(Stored records)

-- START --

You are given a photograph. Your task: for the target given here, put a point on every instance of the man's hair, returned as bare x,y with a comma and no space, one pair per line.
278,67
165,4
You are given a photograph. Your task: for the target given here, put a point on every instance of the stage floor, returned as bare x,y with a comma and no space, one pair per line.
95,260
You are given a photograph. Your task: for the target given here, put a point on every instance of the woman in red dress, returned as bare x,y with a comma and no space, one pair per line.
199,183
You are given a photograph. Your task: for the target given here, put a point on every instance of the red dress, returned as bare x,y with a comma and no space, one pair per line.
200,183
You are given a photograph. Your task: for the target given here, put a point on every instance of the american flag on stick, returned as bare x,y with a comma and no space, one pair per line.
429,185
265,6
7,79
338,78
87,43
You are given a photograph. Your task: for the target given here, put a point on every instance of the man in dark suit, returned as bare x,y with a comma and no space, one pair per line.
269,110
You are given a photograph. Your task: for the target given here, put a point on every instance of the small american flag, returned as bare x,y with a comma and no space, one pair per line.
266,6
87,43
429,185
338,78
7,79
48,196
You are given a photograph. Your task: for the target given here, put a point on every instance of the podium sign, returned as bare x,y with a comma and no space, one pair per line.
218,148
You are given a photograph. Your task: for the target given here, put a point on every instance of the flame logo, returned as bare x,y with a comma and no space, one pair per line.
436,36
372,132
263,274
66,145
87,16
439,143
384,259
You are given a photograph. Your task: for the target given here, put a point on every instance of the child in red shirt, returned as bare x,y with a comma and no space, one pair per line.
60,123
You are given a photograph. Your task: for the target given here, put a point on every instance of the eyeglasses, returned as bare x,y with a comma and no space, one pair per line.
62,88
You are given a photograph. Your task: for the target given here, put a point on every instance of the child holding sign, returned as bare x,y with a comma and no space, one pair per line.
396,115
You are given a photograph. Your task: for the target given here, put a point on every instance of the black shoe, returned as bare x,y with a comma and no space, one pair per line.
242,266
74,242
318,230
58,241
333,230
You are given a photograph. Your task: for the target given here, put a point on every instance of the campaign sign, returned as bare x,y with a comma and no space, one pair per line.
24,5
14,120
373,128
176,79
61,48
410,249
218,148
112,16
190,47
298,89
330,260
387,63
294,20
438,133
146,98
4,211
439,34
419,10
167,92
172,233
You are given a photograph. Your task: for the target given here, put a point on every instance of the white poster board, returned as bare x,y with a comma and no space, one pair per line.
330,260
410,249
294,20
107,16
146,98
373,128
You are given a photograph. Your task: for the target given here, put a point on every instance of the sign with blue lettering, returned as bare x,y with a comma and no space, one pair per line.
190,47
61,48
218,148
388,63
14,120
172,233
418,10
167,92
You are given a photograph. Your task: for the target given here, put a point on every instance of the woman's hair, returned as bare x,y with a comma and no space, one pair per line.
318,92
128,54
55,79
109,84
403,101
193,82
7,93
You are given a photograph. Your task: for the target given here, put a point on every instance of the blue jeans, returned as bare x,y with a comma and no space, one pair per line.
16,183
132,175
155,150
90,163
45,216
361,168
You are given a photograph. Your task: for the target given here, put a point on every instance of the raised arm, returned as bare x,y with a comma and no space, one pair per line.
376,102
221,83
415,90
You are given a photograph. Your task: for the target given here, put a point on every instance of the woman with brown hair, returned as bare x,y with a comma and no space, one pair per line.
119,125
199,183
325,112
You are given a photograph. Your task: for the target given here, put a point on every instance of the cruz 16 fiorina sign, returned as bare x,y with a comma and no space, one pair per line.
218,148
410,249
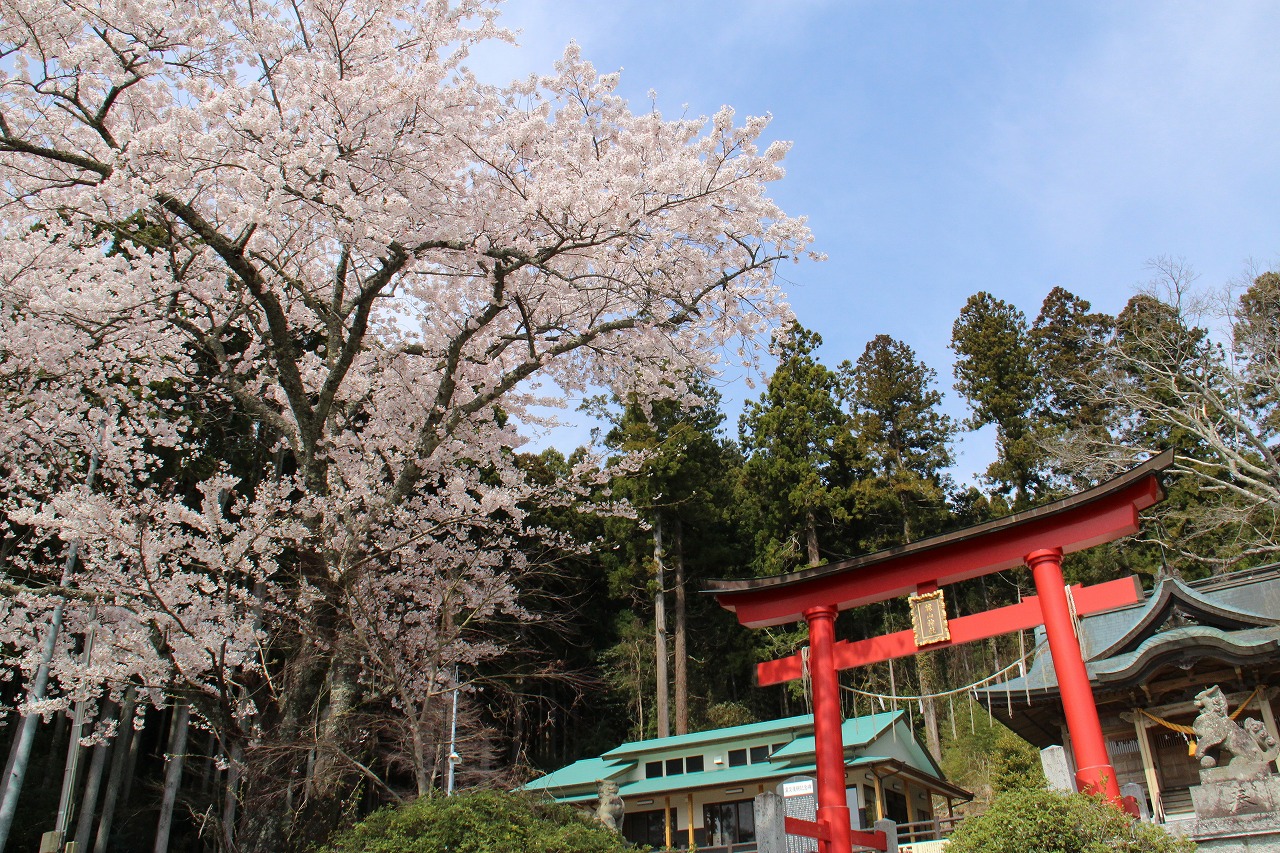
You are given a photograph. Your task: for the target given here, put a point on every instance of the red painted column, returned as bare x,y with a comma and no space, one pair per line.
1093,774
827,721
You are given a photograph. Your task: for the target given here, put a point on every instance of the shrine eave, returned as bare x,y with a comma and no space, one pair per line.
1101,514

-- END --

*Brief*.
Only the lines from the line bearing "of the woman's" to the end of the listing above, both inclusive, should be extracted verbatim; the pictures are excluded.

*Reply to the exercise*.
You are given a photograph. Your task: for the target given here, put a point on every instance of the woman's hair, returned as bare x,y with a comma and no space, one pair per line.
318,92
128,54
55,79
109,84
403,101
193,82
7,93
You are given a photograph. Your task: for the target given here, put a point on every instance of the blue jeans, returned as bare x,y with a comma and no space, one pair per line.
16,183
132,175
155,150
90,163
45,216
361,168
You are given a photograph. Your task: for the target given here, put a point on every instance of the raised arm, returned as bare x,y with a comma and no space, one pair per line.
376,102
221,83
415,90
You are given a photograph. Your task: for the target given here, put a point on every instance of the woman with brown hair, returned as bare x,y with a comma and no space, one pair per line.
119,125
199,183
325,112
You are given a photograph. Your task: for the target given here, put a point on every instance of the cruz 16 fiorina sign, returned as bare x,y with a comma and no space, one pair per line.
218,148
410,249
You are given a photograph. Your task: for the target given here, put a point on every instance of the red painted column, returned as bare x,y with a comma and no space, one pair per line.
1093,774
827,721
You are given a photograph. Your task: for the target given here, put a point on every instance of the shrine eave, returned as bare x,y with a comma and no space, one pair per line.
1101,514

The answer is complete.